Bernanke Cuts the Federal Funds Rate by 50 Basis Points: So what's next?
As I’m sure many are aware, today the Fed cut the federal funds rate by 50 basis points and the market reacted positively, surging 330 points by market close.
(From Bloomberg) “The Federal Reserve lowered its benchmark interest rate by a half point to 4.75 percent, the first cut in four years, to protect the U.S. from sinking into a recession sparked by fallout from the housing-market collapse.
``Today's action is intended to help forestall some of the adverse effects on the broader economy that might otherwise arise from the disruptions in financial markets,'' the Federal Open Market Committee said in a statement after meeting today in Washington. The central bank will ``act as needed to foster price stability and sustainable economic growth.''
Stocks surged, two-year Treasury notes rose and the dollar fell to a record low against the euro. The larger-than-forecast reduction suggests Chairman Ben S. Bernanke is prepared to leave himself open to criticism that he's rescuing investors from bad decisions for the sake of saving the six-year expansion.”
The first thing that jumps out at me from the above passage is the phrase “bad decisions”, after all, that’s what led us here, bad decisions, not high interest rates. Furthermore, lower interest rates won’t magically erase the consequences of those bad decisions. So, what happens when investors begin to receive Q3 earnings reports (and later on) Q4 earnings reports and still see the impact of those bad decisions reflected in the earnings of the financial sector? What happens when financial sector earnings growth slows to a halt or even contracts YoY, because the earnings of the banks are no longer inflated by the real estate boom?
I’ll tell you what happens, you get a “let down”.
Investors are expecting that the rate cut will rescue the markets, and judging by the post rate cut surge they’re putting their money where their mouths are; but what happens when the results they’re expecting aren’t reflected in earnings, in foreclosure rates, in the real estate market, etc? The markets want “something” to return us to 2005, with respect to the credit markets, real estate, etc, however, due to the damage that has been done, money lost, investors burned, confidence shaken, stricter lending standards, etc, it’s not going to happen. Considering the events of the last 6-8 months, why would you want it to return to 2005, knowing that it’s a house of cards that’s destined to fall?

*INSTRUCTIONS TO FOLLOW:* Please condense the paragraph in the post on the Fed rate cut that begins "Investors are expecting" into a short bulleted list of its main points.

*Lines of data:*

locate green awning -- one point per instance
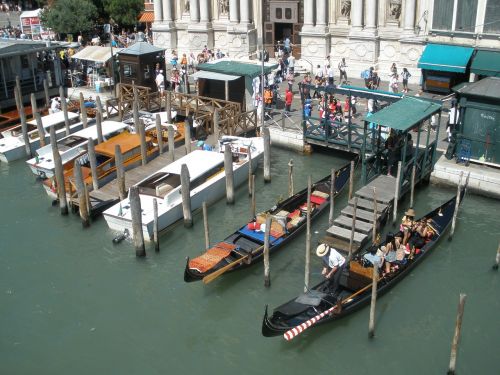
(445, 58)
(486, 63)
(237, 68)
(405, 113)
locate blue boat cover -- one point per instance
(445, 58)
(259, 236)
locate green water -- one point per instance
(71, 302)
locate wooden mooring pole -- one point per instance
(120, 173)
(156, 238)
(267, 154)
(93, 163)
(59, 173)
(83, 112)
(187, 137)
(396, 195)
(24, 124)
(186, 196)
(351, 180)
(412, 187)
(46, 92)
(456, 336)
(38, 119)
(80, 190)
(290, 178)
(307, 271)
(253, 200)
(168, 105)
(64, 107)
(144, 149)
(159, 138)
(375, 218)
(457, 205)
(98, 124)
(497, 258)
(332, 198)
(250, 171)
(205, 226)
(267, 278)
(171, 142)
(228, 170)
(353, 229)
(136, 211)
(371, 324)
(98, 106)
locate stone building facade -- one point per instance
(365, 32)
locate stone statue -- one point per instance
(395, 9)
(345, 8)
(223, 6)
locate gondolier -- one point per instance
(333, 264)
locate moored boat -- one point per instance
(245, 246)
(130, 146)
(323, 304)
(207, 177)
(71, 147)
(12, 144)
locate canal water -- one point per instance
(72, 302)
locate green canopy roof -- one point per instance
(445, 58)
(237, 68)
(486, 63)
(404, 114)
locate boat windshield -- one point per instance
(70, 142)
(159, 184)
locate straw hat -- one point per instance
(410, 212)
(322, 250)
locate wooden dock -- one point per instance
(107, 195)
(339, 234)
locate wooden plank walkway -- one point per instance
(339, 234)
(108, 194)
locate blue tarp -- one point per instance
(445, 58)
(259, 236)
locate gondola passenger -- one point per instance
(407, 224)
(333, 264)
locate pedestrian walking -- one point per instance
(288, 101)
(290, 80)
(343, 71)
(405, 76)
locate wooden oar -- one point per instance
(297, 330)
(211, 277)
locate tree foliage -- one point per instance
(124, 12)
(70, 16)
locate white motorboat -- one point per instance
(71, 147)
(12, 144)
(208, 184)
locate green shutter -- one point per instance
(466, 15)
(492, 17)
(443, 14)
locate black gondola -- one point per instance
(246, 245)
(321, 305)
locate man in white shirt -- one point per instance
(333, 264)
(160, 82)
(452, 121)
(291, 64)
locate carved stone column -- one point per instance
(194, 11)
(357, 15)
(234, 14)
(409, 17)
(245, 11)
(167, 11)
(158, 9)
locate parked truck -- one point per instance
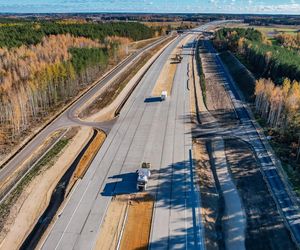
(164, 95)
(177, 59)
(143, 175)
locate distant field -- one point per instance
(270, 30)
(174, 25)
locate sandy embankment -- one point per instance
(35, 198)
(166, 77)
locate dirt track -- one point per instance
(217, 100)
(265, 227)
(133, 213)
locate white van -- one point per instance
(164, 95)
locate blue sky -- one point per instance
(191, 6)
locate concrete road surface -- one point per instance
(68, 118)
(153, 131)
(247, 131)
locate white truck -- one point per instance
(164, 95)
(143, 175)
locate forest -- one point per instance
(277, 92)
(266, 59)
(279, 106)
(45, 64)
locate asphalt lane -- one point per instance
(285, 200)
(67, 119)
(157, 132)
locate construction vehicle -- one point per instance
(143, 175)
(177, 59)
(164, 95)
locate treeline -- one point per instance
(269, 61)
(32, 33)
(288, 40)
(36, 79)
(279, 106)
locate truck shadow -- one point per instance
(153, 99)
(121, 184)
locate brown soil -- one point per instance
(166, 77)
(209, 194)
(265, 227)
(87, 158)
(217, 100)
(138, 208)
(141, 44)
(119, 84)
(15, 176)
(111, 227)
(36, 196)
(138, 226)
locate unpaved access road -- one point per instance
(68, 118)
(156, 132)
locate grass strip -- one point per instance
(201, 73)
(115, 89)
(45, 163)
(240, 75)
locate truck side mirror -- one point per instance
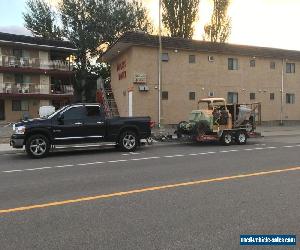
(60, 117)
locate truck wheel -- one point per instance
(241, 138)
(128, 141)
(226, 138)
(37, 146)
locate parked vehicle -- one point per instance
(216, 121)
(79, 123)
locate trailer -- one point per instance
(215, 120)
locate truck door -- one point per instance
(94, 123)
(68, 128)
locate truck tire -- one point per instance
(226, 139)
(37, 146)
(128, 141)
(241, 138)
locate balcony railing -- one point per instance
(25, 62)
(34, 88)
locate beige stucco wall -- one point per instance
(120, 87)
(14, 116)
(44, 84)
(43, 55)
(179, 77)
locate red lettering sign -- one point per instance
(121, 67)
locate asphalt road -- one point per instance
(171, 196)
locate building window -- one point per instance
(252, 63)
(192, 59)
(165, 95)
(18, 105)
(165, 57)
(192, 95)
(290, 98)
(272, 65)
(232, 64)
(18, 78)
(232, 97)
(252, 96)
(211, 94)
(290, 68)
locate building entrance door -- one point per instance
(2, 110)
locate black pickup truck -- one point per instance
(79, 123)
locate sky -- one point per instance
(269, 23)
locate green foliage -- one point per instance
(219, 28)
(179, 17)
(88, 24)
(40, 19)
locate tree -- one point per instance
(90, 23)
(179, 17)
(219, 28)
(40, 19)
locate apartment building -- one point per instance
(194, 69)
(34, 72)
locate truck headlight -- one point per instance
(20, 130)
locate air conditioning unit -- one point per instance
(211, 58)
(211, 94)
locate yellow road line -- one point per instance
(136, 191)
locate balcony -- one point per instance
(34, 88)
(24, 62)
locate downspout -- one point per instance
(282, 84)
(159, 68)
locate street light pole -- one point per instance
(159, 66)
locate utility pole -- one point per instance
(159, 66)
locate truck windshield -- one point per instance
(56, 112)
(194, 116)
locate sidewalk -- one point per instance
(265, 131)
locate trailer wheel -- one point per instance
(128, 141)
(37, 146)
(226, 139)
(241, 138)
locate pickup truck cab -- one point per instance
(79, 123)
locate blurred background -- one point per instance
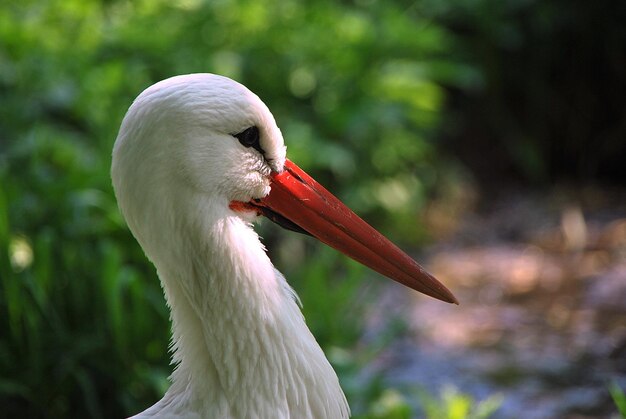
(486, 137)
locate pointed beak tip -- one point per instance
(297, 200)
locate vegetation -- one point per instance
(369, 96)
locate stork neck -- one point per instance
(239, 339)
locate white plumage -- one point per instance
(240, 343)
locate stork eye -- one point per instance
(250, 138)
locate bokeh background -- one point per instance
(487, 137)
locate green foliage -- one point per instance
(361, 91)
(84, 324)
(453, 404)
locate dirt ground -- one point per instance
(541, 277)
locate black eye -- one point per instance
(250, 138)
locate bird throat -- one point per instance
(240, 343)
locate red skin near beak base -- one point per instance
(299, 199)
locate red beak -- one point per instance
(297, 198)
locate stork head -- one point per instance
(205, 144)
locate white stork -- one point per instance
(197, 159)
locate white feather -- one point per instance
(240, 343)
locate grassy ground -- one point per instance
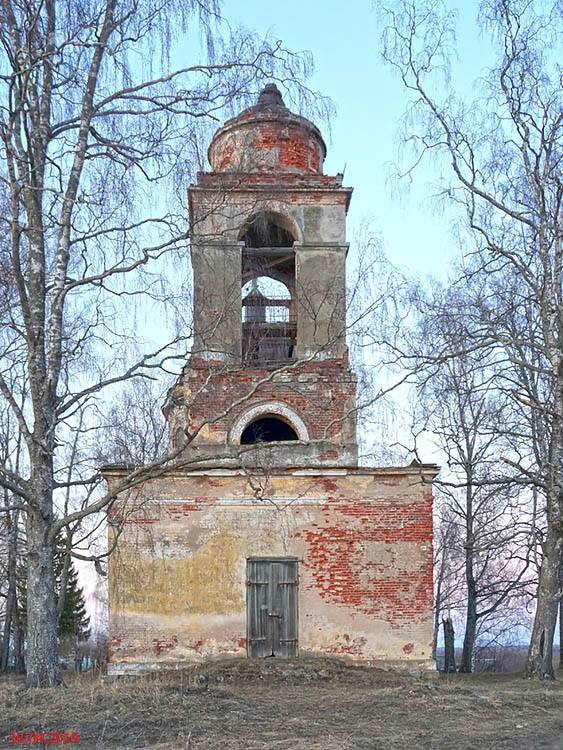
(316, 704)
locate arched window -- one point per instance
(268, 288)
(267, 429)
(265, 300)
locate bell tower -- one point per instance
(287, 547)
(269, 361)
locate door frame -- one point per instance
(294, 608)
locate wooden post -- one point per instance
(449, 645)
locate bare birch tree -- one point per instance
(504, 151)
(461, 402)
(95, 134)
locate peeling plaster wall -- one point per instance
(177, 579)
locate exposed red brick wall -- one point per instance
(364, 538)
(319, 392)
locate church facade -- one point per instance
(265, 537)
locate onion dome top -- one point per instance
(268, 137)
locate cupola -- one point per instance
(268, 137)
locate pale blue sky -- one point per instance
(344, 40)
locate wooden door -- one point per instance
(271, 606)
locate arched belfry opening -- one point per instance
(267, 229)
(269, 325)
(268, 429)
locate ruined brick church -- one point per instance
(265, 537)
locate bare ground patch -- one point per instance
(316, 704)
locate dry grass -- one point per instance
(316, 704)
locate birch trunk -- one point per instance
(540, 653)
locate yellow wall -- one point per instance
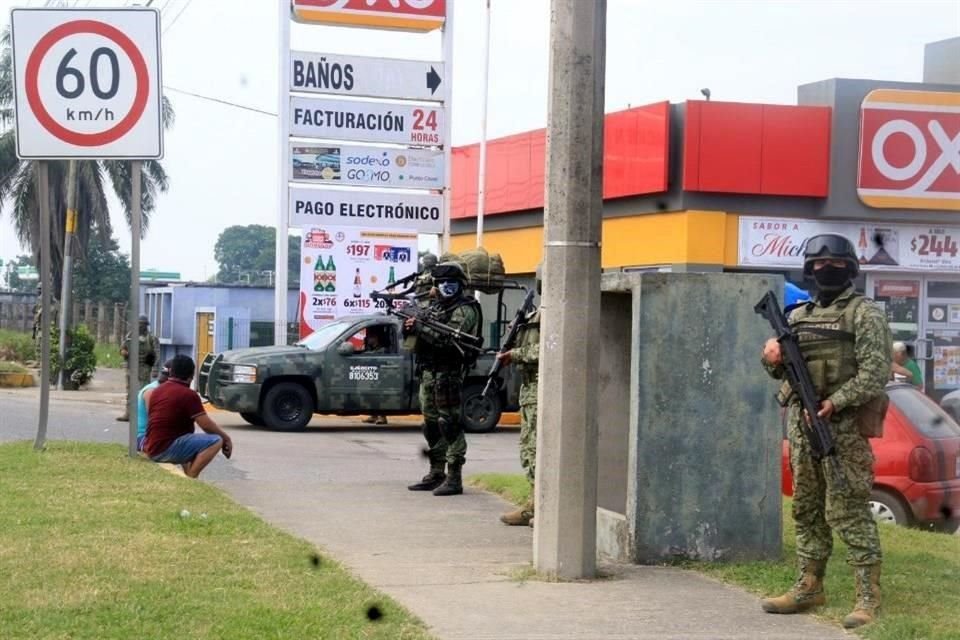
(684, 237)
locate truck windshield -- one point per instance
(319, 339)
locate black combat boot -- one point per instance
(453, 485)
(432, 480)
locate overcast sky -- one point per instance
(222, 160)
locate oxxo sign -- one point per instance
(910, 150)
(87, 83)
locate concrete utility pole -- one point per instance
(566, 492)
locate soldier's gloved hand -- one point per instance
(771, 352)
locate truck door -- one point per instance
(369, 372)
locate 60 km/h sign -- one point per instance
(87, 83)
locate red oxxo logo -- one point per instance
(910, 150)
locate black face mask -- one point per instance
(831, 278)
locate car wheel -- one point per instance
(287, 407)
(888, 509)
(479, 414)
(252, 418)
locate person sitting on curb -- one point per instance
(174, 408)
(143, 403)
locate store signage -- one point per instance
(334, 164)
(910, 150)
(365, 77)
(779, 242)
(410, 15)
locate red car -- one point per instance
(917, 467)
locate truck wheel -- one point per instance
(252, 418)
(479, 414)
(287, 407)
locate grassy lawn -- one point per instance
(108, 356)
(920, 581)
(93, 545)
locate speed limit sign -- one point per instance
(87, 83)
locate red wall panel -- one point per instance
(635, 162)
(796, 151)
(756, 149)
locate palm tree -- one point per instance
(18, 184)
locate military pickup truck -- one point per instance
(328, 372)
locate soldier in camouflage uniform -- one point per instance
(526, 355)
(846, 342)
(148, 354)
(441, 380)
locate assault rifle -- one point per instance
(815, 429)
(493, 376)
(462, 341)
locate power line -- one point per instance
(220, 101)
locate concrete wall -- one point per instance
(703, 454)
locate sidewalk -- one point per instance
(452, 563)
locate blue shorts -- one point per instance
(185, 448)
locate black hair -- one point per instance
(182, 367)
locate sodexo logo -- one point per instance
(910, 150)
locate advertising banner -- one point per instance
(779, 242)
(335, 164)
(341, 266)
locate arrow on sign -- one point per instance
(433, 80)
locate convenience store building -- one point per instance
(738, 187)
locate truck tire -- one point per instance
(479, 414)
(287, 406)
(252, 418)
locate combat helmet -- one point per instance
(829, 245)
(446, 271)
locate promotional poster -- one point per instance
(341, 266)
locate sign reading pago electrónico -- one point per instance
(410, 15)
(910, 150)
(87, 83)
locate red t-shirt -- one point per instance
(173, 408)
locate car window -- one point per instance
(319, 339)
(927, 418)
(374, 339)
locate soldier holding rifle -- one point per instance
(443, 351)
(845, 341)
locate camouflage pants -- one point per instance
(528, 439)
(820, 506)
(440, 405)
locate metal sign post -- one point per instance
(43, 195)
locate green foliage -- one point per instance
(103, 274)
(95, 548)
(12, 367)
(14, 282)
(16, 346)
(81, 361)
(246, 253)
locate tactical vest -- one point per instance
(827, 336)
(529, 333)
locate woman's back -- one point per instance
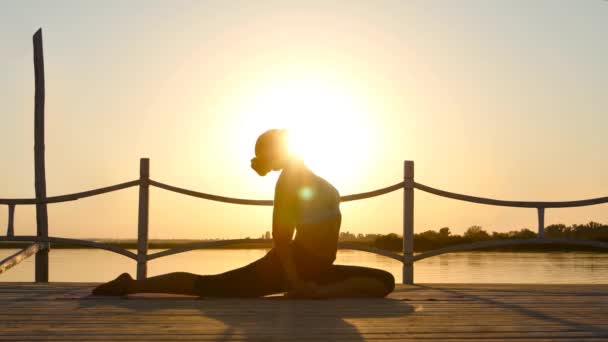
(312, 205)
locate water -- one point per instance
(90, 265)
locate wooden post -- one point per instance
(10, 229)
(408, 222)
(142, 220)
(541, 223)
(42, 257)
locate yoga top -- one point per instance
(312, 205)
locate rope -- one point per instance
(217, 198)
(520, 204)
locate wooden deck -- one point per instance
(446, 312)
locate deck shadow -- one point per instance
(597, 331)
(272, 318)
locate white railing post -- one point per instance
(42, 220)
(142, 219)
(541, 222)
(10, 229)
(408, 222)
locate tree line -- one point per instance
(434, 239)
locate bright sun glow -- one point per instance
(328, 126)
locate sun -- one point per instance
(328, 125)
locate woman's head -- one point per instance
(271, 151)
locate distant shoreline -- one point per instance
(169, 244)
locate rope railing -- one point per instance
(520, 204)
(407, 257)
(70, 197)
(347, 198)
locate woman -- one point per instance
(302, 267)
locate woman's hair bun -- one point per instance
(260, 167)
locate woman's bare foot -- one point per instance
(116, 287)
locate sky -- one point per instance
(495, 99)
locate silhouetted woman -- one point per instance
(302, 267)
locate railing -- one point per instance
(41, 243)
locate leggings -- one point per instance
(265, 276)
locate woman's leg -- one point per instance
(355, 281)
(261, 277)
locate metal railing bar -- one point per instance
(68, 241)
(510, 242)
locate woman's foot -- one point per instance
(116, 287)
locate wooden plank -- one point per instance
(429, 312)
(10, 229)
(18, 257)
(42, 257)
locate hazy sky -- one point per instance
(497, 99)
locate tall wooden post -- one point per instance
(142, 219)
(10, 229)
(42, 257)
(541, 222)
(408, 222)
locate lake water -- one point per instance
(90, 265)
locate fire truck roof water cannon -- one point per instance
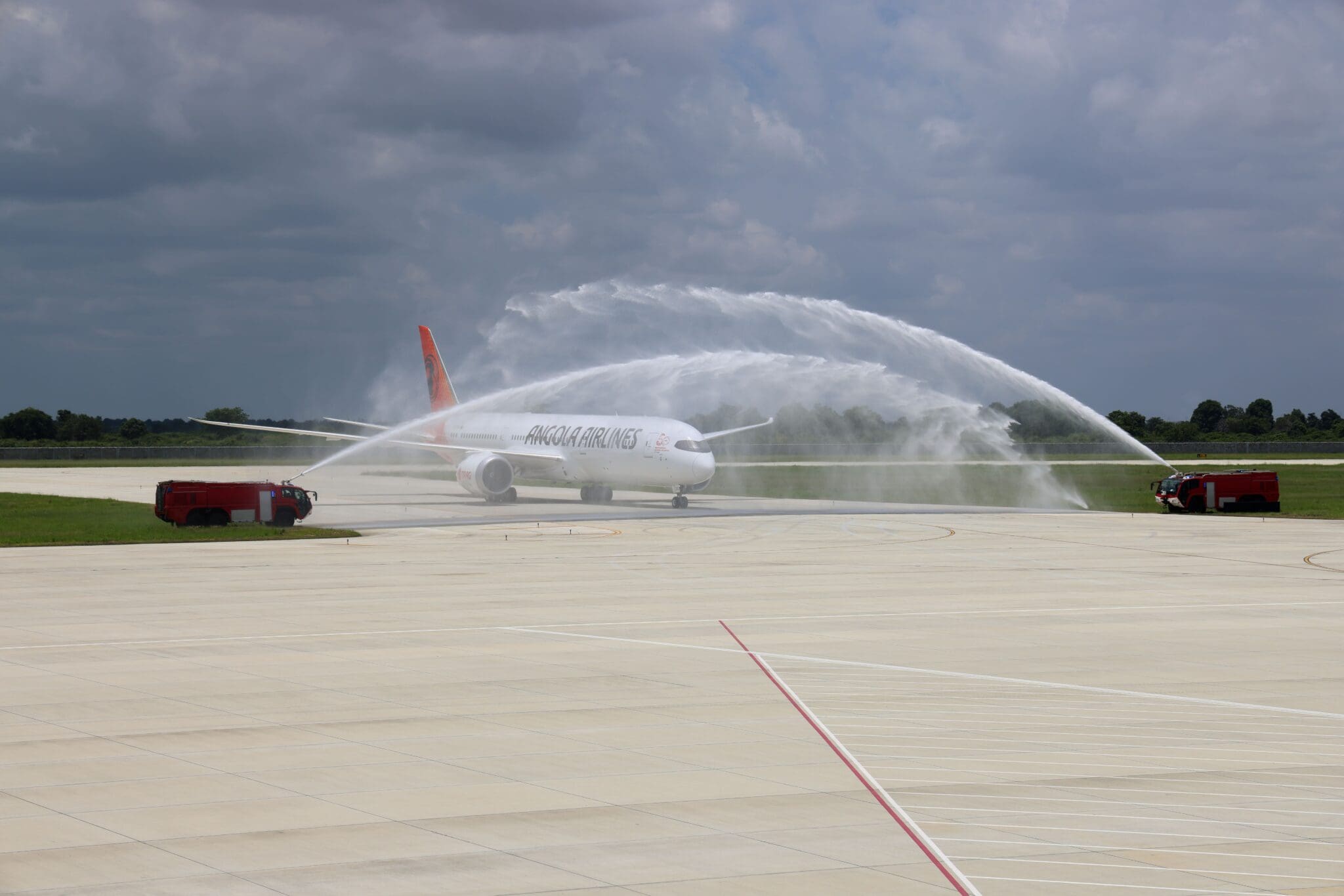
(1226, 491)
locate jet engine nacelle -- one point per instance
(484, 474)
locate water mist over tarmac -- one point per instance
(610, 348)
(610, 320)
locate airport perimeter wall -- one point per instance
(305, 453)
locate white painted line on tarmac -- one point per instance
(1158, 868)
(1046, 779)
(1188, 891)
(1045, 783)
(1112, 802)
(1150, 849)
(971, 676)
(990, 823)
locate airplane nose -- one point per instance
(704, 466)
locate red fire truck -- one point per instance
(188, 502)
(1227, 491)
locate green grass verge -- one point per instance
(30, 520)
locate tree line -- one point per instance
(33, 426)
(1032, 421)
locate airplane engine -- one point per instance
(487, 476)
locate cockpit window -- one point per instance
(691, 445)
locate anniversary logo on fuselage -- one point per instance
(586, 437)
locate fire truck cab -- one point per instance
(1227, 491)
(191, 502)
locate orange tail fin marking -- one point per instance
(441, 394)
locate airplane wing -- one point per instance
(741, 429)
(371, 426)
(348, 437)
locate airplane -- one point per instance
(597, 452)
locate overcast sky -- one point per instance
(255, 203)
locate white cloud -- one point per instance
(545, 232)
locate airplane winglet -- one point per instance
(741, 429)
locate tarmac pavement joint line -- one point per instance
(908, 824)
(663, 622)
(1208, 702)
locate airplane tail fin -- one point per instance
(441, 394)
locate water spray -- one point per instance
(678, 351)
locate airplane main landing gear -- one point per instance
(596, 493)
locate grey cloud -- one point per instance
(1053, 183)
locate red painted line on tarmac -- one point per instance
(925, 847)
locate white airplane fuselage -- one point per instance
(586, 449)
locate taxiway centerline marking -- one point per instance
(908, 824)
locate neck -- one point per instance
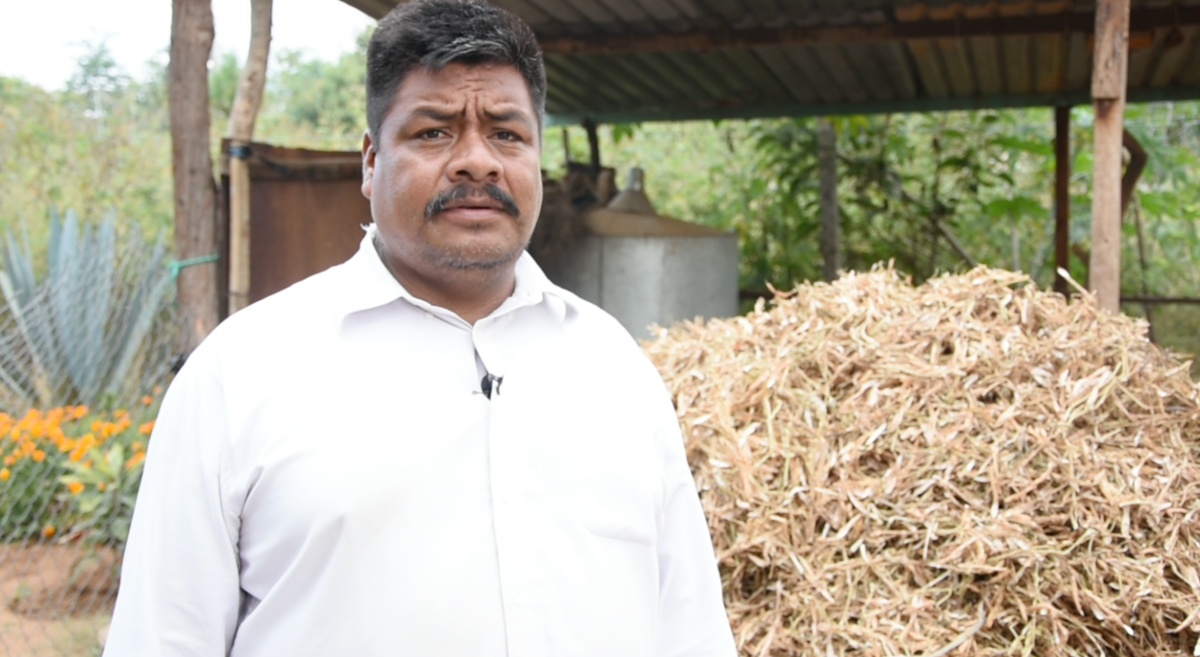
(469, 293)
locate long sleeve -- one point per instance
(691, 614)
(179, 592)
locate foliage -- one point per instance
(93, 463)
(307, 102)
(101, 143)
(94, 326)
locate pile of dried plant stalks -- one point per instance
(971, 466)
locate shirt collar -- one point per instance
(372, 285)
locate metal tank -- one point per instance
(646, 269)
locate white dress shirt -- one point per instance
(325, 478)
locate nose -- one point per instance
(474, 158)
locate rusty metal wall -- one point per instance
(306, 214)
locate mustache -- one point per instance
(465, 190)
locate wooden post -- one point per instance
(240, 131)
(1062, 197)
(831, 218)
(1108, 96)
(196, 240)
(593, 145)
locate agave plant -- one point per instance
(94, 327)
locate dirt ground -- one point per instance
(57, 600)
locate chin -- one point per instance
(465, 260)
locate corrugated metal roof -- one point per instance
(633, 60)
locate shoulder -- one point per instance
(598, 335)
(277, 325)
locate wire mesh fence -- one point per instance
(87, 343)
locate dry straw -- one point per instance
(971, 466)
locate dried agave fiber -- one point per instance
(970, 466)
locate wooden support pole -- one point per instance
(1108, 95)
(196, 240)
(240, 131)
(1062, 198)
(831, 218)
(593, 145)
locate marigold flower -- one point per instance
(135, 459)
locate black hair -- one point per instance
(433, 34)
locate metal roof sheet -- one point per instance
(634, 60)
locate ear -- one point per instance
(367, 163)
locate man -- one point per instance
(429, 450)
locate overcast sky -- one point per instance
(41, 42)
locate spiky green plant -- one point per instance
(89, 326)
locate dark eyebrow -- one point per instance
(514, 115)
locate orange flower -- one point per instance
(135, 459)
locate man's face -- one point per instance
(454, 175)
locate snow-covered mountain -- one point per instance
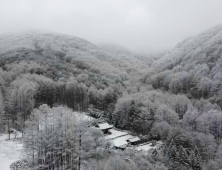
(205, 48)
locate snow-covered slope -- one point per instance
(204, 48)
(40, 44)
(10, 151)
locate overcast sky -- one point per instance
(140, 25)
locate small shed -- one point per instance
(104, 127)
(134, 140)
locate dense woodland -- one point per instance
(176, 99)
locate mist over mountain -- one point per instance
(172, 98)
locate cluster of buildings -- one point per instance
(121, 140)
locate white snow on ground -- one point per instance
(121, 140)
(10, 151)
(148, 146)
(115, 134)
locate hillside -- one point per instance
(193, 67)
(127, 59)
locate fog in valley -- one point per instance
(110, 85)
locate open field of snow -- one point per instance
(147, 147)
(10, 151)
(115, 134)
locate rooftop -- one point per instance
(104, 126)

*EXERCISE ANSWER:*
- Investors expect the rate cut to rescue the markets, and the surge after the cut shows them backing that belief with money.
- The results they expect may not show up in earnings, foreclosure rates or the real estate market.
- Markets want something to bring credit, real estate and related conditions back to 2005.
- That won't happen because of the damage done: money lost, investors burned, confidence shaken and stricter lending standards.
- Given the events of the last 6-8 months, a return to 2005 is undesirable, since it was a house of cards destined to fall.